== Do this ==
Copy the passage of the article on structuring frontend codebases below that opens with the words containing "Sampath Kumar" and closes with "and rightly so.".

A pragmatic guide to structuring complex frontend codebases

Sampath Kumar
Sixt Research & Development India
5 min readMar 22, 2022

It’s no news that the world of frontend technologies is ever evolving and at a swift pace. As browsers get insanely capable — be it at reducing their share of CPU utilization, prioritizing the active tab or at improving power consumption, the modern Product Manager sees no limits in how much a single-page app can achieve on the web and rightly so.

Having said that, what does this mean to be a modern-day frontend engineer supporting a business team that knows no limits in defining new feature sets and expecting rapid time-to-market. Well, they need to be exceptional coders, knowing every latest trick-of-the-trade and that’s just a start.

While it’s a top priority of every engineer to develop and roll out valuable features with good quality, what makes a good frontend engineer great, is his constant endeavour for code-sustainability in each & every commit. The need of the hour in writing sustainable code is managing the growing size of today’s UI codebases.

At Sixt, as digitization is picking up rapid pace and teams are building massively elaborate functionalities, I am sharing a true account of learnings from scaling a React codebase from what was a basic create-react-app scaffold into quite a massive mono-repo.

  1. Start small — every large codebase is once a scaffold

In the early phase everything is green, and developers love new ideas. But what was critical to our success was that we realized the scale of the application and had a strong vision in terms of where we saw the application codebase heading.

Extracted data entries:

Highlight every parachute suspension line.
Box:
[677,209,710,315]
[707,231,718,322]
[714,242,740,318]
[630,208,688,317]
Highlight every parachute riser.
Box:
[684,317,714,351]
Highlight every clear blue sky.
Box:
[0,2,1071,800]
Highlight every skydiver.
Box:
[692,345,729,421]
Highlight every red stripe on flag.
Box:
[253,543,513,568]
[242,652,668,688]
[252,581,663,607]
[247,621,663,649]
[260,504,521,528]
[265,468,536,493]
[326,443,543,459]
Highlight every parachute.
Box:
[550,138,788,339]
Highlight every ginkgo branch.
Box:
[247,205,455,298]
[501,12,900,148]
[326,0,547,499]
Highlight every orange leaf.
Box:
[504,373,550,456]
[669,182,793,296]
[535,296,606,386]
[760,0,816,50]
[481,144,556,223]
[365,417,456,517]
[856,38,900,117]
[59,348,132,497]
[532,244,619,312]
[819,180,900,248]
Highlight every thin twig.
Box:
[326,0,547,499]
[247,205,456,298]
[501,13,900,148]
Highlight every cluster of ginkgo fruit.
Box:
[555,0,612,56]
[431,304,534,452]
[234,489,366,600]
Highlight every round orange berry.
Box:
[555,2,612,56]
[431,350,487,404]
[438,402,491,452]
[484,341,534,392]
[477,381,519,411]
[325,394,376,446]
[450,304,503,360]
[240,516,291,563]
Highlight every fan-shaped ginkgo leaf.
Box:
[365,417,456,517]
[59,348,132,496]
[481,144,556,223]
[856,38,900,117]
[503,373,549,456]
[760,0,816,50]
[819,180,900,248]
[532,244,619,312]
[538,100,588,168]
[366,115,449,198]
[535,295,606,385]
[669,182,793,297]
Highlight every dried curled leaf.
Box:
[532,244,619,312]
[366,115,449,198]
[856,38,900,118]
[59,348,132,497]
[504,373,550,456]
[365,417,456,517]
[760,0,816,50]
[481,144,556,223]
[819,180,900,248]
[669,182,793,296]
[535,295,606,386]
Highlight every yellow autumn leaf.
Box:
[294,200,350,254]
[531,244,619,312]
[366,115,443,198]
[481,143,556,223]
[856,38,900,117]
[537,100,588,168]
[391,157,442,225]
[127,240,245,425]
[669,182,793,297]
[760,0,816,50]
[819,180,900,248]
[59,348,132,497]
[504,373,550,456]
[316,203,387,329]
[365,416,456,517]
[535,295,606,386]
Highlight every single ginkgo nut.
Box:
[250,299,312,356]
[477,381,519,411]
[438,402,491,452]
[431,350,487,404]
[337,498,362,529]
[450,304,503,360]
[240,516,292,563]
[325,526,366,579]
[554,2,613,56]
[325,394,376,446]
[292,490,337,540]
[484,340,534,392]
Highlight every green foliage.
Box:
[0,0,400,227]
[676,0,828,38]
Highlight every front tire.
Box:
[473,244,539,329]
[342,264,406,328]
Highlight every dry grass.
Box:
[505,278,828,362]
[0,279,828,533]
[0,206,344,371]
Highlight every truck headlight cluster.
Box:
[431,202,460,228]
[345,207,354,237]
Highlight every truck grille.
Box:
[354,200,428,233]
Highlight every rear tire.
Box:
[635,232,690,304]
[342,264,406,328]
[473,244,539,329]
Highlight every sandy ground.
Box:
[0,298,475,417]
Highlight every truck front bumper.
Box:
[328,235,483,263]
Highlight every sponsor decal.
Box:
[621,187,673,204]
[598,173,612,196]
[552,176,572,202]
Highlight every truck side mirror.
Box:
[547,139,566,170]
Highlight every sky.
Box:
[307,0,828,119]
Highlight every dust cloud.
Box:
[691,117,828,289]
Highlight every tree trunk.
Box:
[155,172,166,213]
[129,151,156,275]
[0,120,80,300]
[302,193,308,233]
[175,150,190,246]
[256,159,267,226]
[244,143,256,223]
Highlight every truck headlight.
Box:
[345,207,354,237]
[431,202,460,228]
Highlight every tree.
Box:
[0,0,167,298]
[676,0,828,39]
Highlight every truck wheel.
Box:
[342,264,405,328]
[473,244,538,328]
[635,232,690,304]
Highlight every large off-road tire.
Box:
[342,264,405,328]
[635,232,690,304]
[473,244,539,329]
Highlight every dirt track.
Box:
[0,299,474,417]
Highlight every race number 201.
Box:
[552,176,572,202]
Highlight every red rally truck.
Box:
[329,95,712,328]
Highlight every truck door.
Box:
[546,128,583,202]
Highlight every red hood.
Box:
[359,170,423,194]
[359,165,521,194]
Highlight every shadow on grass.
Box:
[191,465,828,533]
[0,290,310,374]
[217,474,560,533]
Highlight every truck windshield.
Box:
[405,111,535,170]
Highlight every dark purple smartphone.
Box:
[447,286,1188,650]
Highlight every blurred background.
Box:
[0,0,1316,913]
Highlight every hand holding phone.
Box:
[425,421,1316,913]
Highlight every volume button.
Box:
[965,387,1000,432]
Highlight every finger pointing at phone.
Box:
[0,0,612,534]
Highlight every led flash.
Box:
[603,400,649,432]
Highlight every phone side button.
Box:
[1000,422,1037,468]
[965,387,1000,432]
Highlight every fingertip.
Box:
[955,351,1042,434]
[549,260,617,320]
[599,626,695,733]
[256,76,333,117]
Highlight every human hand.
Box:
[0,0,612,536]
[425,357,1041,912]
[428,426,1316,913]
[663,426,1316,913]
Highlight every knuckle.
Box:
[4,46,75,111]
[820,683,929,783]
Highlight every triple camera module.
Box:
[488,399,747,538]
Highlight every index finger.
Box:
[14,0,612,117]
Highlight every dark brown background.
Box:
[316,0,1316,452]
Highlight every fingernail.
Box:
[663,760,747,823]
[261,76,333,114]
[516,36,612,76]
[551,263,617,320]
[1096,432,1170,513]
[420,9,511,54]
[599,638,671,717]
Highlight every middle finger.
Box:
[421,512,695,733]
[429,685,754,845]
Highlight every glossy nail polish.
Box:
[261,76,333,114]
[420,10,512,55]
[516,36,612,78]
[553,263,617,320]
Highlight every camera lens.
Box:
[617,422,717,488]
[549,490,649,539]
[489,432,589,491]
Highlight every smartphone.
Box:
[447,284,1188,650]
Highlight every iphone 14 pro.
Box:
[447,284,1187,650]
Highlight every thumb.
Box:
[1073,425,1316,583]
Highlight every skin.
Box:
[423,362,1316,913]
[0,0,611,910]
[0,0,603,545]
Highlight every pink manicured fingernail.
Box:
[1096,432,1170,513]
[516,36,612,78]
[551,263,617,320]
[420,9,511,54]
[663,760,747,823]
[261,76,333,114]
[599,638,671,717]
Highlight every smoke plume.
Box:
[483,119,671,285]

== Correct result ==
Sampath Kumar
Sixt Research & Development India
5 min readMar 22, 2022

It’s no news that the world of frontend technologies is ever evolving and at a swift pace. As browsers get insanely capable — be it at reducing their share of CPU utilization, prioritizing the active tab or at improving power consumption, the modern Product Manager sees no limits in how much a single-page app can achieve on the web and rightly so.